**SHORT EXERCISE**
Set down every one of the records below word for word, keeping each line unchanged.

##### EXTRACTED DATA #####

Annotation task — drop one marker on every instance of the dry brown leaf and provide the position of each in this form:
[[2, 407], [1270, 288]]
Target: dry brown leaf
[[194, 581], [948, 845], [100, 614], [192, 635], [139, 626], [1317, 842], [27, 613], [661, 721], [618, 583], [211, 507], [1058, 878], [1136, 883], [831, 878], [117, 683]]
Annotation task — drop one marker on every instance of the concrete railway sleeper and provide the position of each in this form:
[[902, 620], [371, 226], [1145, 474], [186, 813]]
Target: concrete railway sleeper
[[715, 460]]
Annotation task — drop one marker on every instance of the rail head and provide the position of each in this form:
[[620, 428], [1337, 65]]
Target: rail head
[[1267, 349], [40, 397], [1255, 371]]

#####

**EXERCISE SOLUTION**
Annotation task — drop one marker on every instance of the dry brown leaf and provide the position of each in this form:
[[2, 407], [1270, 288]]
Target: dry brown leaf
[[194, 581], [948, 845], [100, 614], [192, 635], [139, 626], [1317, 842], [27, 613], [661, 721], [618, 583], [211, 507], [1058, 878], [1136, 883], [831, 878], [117, 683]]
Annotation task — drop one marker on every instance of the concrete railway sleeper and provide the position of each in this form:
[[902, 620], [371, 226], [1145, 474], [186, 813]]
Target: concrete railway sleeper
[[715, 460]]
Annotation task — drop one marker on every instance of the rail head and provide the position of each in this form:
[[620, 428], [1337, 65]]
Target: rail head
[[1267, 349], [40, 397], [1255, 371]]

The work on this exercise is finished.